-------- Exercise material

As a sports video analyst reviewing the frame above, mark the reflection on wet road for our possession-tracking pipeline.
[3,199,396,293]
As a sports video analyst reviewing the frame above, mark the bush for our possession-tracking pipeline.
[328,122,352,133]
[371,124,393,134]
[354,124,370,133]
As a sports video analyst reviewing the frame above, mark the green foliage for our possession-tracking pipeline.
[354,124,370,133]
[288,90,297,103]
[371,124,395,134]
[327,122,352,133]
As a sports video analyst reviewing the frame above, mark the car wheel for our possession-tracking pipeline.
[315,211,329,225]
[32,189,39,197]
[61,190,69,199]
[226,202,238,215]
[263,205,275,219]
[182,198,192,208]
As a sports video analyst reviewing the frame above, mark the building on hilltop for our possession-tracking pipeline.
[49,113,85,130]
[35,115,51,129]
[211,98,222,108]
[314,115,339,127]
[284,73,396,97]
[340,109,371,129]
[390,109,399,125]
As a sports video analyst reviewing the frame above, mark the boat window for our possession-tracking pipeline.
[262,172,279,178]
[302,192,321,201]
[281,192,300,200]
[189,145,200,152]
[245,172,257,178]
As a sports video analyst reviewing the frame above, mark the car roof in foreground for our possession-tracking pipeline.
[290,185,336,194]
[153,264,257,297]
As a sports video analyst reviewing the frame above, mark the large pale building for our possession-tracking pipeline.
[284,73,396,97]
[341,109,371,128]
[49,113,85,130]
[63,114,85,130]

----------------
-------- Exercise material

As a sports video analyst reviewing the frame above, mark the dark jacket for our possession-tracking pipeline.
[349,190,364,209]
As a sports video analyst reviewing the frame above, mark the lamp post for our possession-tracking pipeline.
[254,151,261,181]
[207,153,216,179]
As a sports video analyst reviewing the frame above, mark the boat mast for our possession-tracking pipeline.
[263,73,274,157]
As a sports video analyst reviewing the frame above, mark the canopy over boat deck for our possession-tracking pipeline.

----------------
-------- Exercise material

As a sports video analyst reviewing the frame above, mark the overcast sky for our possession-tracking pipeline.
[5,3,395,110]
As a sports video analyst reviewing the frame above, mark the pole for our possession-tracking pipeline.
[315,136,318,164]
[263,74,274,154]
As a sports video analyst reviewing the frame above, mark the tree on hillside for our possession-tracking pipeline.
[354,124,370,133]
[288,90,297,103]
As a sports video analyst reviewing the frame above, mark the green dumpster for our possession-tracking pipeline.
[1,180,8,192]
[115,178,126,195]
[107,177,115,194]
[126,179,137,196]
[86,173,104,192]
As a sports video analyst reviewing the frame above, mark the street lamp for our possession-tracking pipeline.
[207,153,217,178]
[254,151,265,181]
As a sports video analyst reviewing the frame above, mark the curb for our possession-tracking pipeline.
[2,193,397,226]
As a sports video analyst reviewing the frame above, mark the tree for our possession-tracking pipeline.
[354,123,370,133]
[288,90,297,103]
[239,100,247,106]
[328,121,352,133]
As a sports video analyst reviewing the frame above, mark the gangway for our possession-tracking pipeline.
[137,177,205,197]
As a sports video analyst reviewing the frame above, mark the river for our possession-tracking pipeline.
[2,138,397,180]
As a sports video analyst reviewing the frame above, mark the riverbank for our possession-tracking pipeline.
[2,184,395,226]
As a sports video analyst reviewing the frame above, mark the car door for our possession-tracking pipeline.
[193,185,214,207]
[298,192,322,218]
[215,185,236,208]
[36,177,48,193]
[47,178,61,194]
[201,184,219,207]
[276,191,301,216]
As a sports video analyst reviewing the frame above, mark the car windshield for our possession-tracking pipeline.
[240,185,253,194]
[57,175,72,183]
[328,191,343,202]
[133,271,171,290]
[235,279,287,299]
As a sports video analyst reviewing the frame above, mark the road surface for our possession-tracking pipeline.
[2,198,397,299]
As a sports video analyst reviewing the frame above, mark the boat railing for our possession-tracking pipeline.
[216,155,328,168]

----------------

### Problem to work on
Convert the listing between the lines holding "road for our possession-tracking pipeline." and "[390,109,399,125]", inclusive, into a two-column CSV with headers text and answer. Put each text on its own row beside its answer, quoting every field and turning line breaks into spaces.

### Exercise response
text,answer
"As a sports video analyst reviewing the frame above, mark the reflection on wet road for our possession-tracking pipeline.","[3,199,396,293]"
"As a sports video analyst reviewing the frame above, mark the bush for our possession-tracking pipeline.","[328,122,352,133] [371,124,393,134] [354,124,370,133]"
"As a sports video analyst reviewing the frame above, mark the green foliage for our possession-tracking pipeline.","[354,124,370,133] [288,90,297,103] [371,124,395,134] [327,122,352,133]"
"As a sports video analyst reviewing the frame above, mark the car wheel for our possession-tracking pipeline.","[315,211,329,225] [32,189,39,197] [61,190,69,199] [226,202,238,215] [263,205,275,219] [182,198,192,208]"
"As a sports video analyst reviewing the frame above, mark the building on hilltop for our possession-tracking pipeline.","[49,113,85,130] [35,115,51,129] [211,98,222,108] [314,115,339,127] [284,73,396,97] [340,109,371,129] [390,109,399,125]"